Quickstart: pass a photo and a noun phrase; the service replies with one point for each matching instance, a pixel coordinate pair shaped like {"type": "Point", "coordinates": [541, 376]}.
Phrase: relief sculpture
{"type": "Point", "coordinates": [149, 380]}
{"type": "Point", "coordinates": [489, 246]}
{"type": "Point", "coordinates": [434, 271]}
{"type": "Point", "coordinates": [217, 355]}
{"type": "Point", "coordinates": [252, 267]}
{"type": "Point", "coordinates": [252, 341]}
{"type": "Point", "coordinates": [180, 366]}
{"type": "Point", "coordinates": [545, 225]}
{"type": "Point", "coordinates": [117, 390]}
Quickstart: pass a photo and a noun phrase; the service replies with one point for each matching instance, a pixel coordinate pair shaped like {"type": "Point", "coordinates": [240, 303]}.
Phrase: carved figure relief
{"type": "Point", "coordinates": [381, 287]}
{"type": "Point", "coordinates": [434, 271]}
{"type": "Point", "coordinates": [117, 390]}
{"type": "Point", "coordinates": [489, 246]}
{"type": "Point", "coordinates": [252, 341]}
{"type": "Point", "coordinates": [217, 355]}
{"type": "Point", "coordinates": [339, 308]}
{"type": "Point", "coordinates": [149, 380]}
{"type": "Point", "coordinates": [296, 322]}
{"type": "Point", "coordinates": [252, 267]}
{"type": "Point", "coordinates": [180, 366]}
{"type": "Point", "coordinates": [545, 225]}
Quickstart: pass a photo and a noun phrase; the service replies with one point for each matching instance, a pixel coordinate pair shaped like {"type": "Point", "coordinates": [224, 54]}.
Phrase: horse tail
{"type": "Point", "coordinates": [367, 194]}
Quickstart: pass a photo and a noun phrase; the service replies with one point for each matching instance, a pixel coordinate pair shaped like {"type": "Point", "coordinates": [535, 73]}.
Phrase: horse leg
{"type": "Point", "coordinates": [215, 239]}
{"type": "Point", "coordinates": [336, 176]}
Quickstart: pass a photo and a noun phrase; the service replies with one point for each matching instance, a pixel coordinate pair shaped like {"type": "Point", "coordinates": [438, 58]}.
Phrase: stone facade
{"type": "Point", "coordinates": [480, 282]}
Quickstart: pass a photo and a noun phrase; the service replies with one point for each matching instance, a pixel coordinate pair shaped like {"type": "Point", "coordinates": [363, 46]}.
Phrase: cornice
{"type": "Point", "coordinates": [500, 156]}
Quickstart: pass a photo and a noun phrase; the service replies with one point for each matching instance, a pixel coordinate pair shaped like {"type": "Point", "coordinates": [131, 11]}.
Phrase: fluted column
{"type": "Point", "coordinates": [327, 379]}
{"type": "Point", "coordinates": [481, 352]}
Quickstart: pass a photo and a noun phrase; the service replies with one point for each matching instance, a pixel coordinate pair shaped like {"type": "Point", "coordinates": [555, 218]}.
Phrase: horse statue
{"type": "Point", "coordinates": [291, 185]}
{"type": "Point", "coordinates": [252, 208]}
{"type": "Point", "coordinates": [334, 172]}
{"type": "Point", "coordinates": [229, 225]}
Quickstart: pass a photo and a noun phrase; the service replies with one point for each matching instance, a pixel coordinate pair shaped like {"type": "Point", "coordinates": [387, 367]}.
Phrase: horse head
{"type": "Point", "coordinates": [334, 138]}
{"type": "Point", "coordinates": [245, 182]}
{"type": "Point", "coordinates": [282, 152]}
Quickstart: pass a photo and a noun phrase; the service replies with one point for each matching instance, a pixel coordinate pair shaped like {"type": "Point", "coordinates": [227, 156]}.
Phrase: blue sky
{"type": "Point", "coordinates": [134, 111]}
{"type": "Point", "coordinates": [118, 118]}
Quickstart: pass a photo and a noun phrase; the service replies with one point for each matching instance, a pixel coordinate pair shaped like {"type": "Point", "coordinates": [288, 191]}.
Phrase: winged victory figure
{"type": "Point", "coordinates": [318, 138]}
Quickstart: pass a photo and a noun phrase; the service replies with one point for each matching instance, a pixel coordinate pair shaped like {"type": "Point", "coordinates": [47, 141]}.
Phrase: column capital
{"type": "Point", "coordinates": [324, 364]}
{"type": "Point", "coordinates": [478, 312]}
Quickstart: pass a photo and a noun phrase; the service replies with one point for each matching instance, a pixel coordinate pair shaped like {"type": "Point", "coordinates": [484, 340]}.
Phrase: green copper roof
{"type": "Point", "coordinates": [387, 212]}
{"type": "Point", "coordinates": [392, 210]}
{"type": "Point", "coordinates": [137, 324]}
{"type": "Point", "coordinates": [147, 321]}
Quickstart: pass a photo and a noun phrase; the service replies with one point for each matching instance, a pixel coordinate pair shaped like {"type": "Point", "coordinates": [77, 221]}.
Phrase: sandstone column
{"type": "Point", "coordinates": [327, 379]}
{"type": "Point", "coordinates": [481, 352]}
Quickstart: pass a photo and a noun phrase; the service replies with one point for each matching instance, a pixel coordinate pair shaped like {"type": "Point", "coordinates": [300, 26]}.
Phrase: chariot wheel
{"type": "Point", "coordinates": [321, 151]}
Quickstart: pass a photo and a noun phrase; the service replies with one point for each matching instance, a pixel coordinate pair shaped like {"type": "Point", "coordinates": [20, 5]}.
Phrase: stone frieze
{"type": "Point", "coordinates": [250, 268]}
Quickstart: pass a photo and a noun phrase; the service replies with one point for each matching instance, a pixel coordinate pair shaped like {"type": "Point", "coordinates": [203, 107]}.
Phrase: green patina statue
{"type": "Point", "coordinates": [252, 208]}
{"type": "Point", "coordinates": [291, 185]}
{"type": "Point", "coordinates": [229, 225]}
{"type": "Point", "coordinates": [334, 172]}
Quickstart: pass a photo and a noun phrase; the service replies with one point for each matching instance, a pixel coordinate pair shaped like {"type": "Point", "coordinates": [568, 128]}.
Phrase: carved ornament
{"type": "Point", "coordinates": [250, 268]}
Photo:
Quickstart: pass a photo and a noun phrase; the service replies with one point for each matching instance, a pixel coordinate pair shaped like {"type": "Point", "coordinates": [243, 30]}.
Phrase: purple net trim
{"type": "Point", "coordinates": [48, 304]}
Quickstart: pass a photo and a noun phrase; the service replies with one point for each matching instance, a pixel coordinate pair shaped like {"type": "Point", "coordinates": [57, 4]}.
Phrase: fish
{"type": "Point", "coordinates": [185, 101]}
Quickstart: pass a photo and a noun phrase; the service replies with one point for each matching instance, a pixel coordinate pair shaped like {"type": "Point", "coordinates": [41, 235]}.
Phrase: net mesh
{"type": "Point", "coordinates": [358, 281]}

——————

EXERCISE DESCRIPTION → Retype every entry above, word for word.

SOLUTION TO THIS TASK →
Quickstart: pass a photo and a noun phrase; the service replies with one point for each matching instance, a pixel coordinate pair shaped like {"type": "Point", "coordinates": [541, 376]}.
Phrase: relief sculpture
{"type": "Point", "coordinates": [149, 380]}
{"type": "Point", "coordinates": [489, 246]}
{"type": "Point", "coordinates": [434, 271]}
{"type": "Point", "coordinates": [217, 355]}
{"type": "Point", "coordinates": [252, 267]}
{"type": "Point", "coordinates": [252, 341]}
{"type": "Point", "coordinates": [180, 366]}
{"type": "Point", "coordinates": [545, 225]}
{"type": "Point", "coordinates": [117, 390]}
Quickstart: pass a photo and a noun phrase; the service replies with one point for each matching instance, a pixel coordinate pair shaped like {"type": "Point", "coordinates": [240, 303]}.
Phrase: carved figure relief
{"type": "Point", "coordinates": [381, 287]}
{"type": "Point", "coordinates": [434, 271]}
{"type": "Point", "coordinates": [117, 390]}
{"type": "Point", "coordinates": [489, 246]}
{"type": "Point", "coordinates": [252, 341]}
{"type": "Point", "coordinates": [217, 355]}
{"type": "Point", "coordinates": [339, 308]}
{"type": "Point", "coordinates": [149, 380]}
{"type": "Point", "coordinates": [296, 322]}
{"type": "Point", "coordinates": [252, 267]}
{"type": "Point", "coordinates": [180, 366]}
{"type": "Point", "coordinates": [545, 225]}
Quickstart: pass a photo and a noun phrase; the service replies with one point for each matching instance, a pixel coordinate pair shaped like {"type": "Point", "coordinates": [224, 54]}.
Phrase: horse tail
{"type": "Point", "coordinates": [367, 194]}
Quickstart: pass a photo and a noun phrase; the service replies with one point for each matching instance, a pixel coordinate pair shaped like {"type": "Point", "coordinates": [535, 73]}.
Phrase: horse leg
{"type": "Point", "coordinates": [215, 239]}
{"type": "Point", "coordinates": [336, 176]}
Quickstart: pass a photo and a noun phrase; the service replies with one point for each matching instance, a pixel coordinate pair shaped like {"type": "Point", "coordinates": [438, 58]}.
Phrase: stone facade
{"type": "Point", "coordinates": [480, 282]}
Quickstart: pass a photo and a noun phrase; the service replies with one point for each matching instance, a pixel coordinate pair shaped like {"type": "Point", "coordinates": [363, 46]}.
Phrase: cornice
{"type": "Point", "coordinates": [500, 156]}
Quickstart: pass a photo and a noun phrase; the service replies with one point for each matching instance, a pixel coordinate pair shaped like {"type": "Point", "coordinates": [131, 11]}.
Phrase: fluted column
{"type": "Point", "coordinates": [327, 379]}
{"type": "Point", "coordinates": [481, 352]}
Quickstart: pass a photo and a noun phrase; the service replies with one point for each matching instance, a pixel coordinate pair shaped like {"type": "Point", "coordinates": [555, 218]}.
Phrase: horse statue
{"type": "Point", "coordinates": [291, 185]}
{"type": "Point", "coordinates": [252, 208]}
{"type": "Point", "coordinates": [334, 172]}
{"type": "Point", "coordinates": [229, 225]}
Quickstart: pass a photo and a noun phrase; the service replies with one point for each matching instance, a pixel coordinate pair shaped like {"type": "Point", "coordinates": [387, 367]}.
Phrase: horse head
{"type": "Point", "coordinates": [334, 138]}
{"type": "Point", "coordinates": [245, 182]}
{"type": "Point", "coordinates": [282, 152]}
Quickstart: pass a photo and a noun phrase; the service replies with one point for each matching instance, a pixel coordinate pair shaped like {"type": "Point", "coordinates": [227, 156]}.
Phrase: blue sky
{"type": "Point", "coordinates": [134, 111]}
{"type": "Point", "coordinates": [118, 118]}
Quickstart: pass a photo and a noun phrase; the service replies with one point for each matching instance, a pixel coordinate pair shaped like {"type": "Point", "coordinates": [288, 191]}.
Phrase: winged victory figure
{"type": "Point", "coordinates": [318, 138]}
Quickstart: pass a photo and a noun phrase; the service replies with one point for each matching instance, a pixel coordinate pair shaped like {"type": "Point", "coordinates": [47, 141]}.
Phrase: column capital
{"type": "Point", "coordinates": [324, 364]}
{"type": "Point", "coordinates": [478, 312]}
Quickstart: pass a photo and a noun phrase; the service replies with one point for each matching instance, a pixel coordinate pair shaped like {"type": "Point", "coordinates": [484, 340]}.
Phrase: green copper roof
{"type": "Point", "coordinates": [387, 212]}
{"type": "Point", "coordinates": [392, 210]}
{"type": "Point", "coordinates": [137, 324]}
{"type": "Point", "coordinates": [147, 321]}
Quickstart: pass a photo and a noun phrase; the service replies with one point for each matching instance, a pixel coordinate pair shaped like {"type": "Point", "coordinates": [77, 221]}.
Phrase: sandstone column
{"type": "Point", "coordinates": [327, 379]}
{"type": "Point", "coordinates": [481, 352]}
Quickstart: pass a photo and a noun phrase; the service replies with one point for each matching instance, a pixel coordinate pair shaped like {"type": "Point", "coordinates": [300, 26]}.
Phrase: chariot wheel
{"type": "Point", "coordinates": [321, 151]}
Quickstart: pass a photo and a noun phrase; the service replies with one point for each matching instance, a pixel coordinate pair shaped like {"type": "Point", "coordinates": [20, 5]}.
Phrase: stone frieze
{"type": "Point", "coordinates": [250, 268]}
Quickstart: pass a photo and a noun phrase; the service replies with one point for each matching instance, a pixel coordinate pair shaped like {"type": "Point", "coordinates": [203, 107]}.
Phrase: green patina statue
{"type": "Point", "coordinates": [252, 208]}
{"type": "Point", "coordinates": [291, 185]}
{"type": "Point", "coordinates": [229, 225]}
{"type": "Point", "coordinates": [334, 172]}
Quickstart: pass a photo and a noun phrase; the service replies with one point for each matching instance, a pixel coordinate pair shaped like {"type": "Point", "coordinates": [568, 128]}.
Phrase: carved ornament
{"type": "Point", "coordinates": [250, 268]}
Photo:
Quickstart: pass a photo and a noun phrase; the service replies with one point for each matching instance, a pixel coordinate pair shaped like {"type": "Point", "coordinates": [243, 30]}.
Phrase: purple net trim
{"type": "Point", "coordinates": [48, 304]}
Quickstart: pass a photo and a noun phrase; the service replies with one point for each matching instance, a pixel coordinate pair shaped like {"type": "Point", "coordinates": [57, 4]}.
Phrase: fish
{"type": "Point", "coordinates": [185, 101]}
Quickstart: pass a photo and a noun phrase; the service replies with one point for each matching instance, a pixel coordinate pair shaped like {"type": "Point", "coordinates": [41, 235]}.
Phrase: net mesh
{"type": "Point", "coordinates": [358, 281]}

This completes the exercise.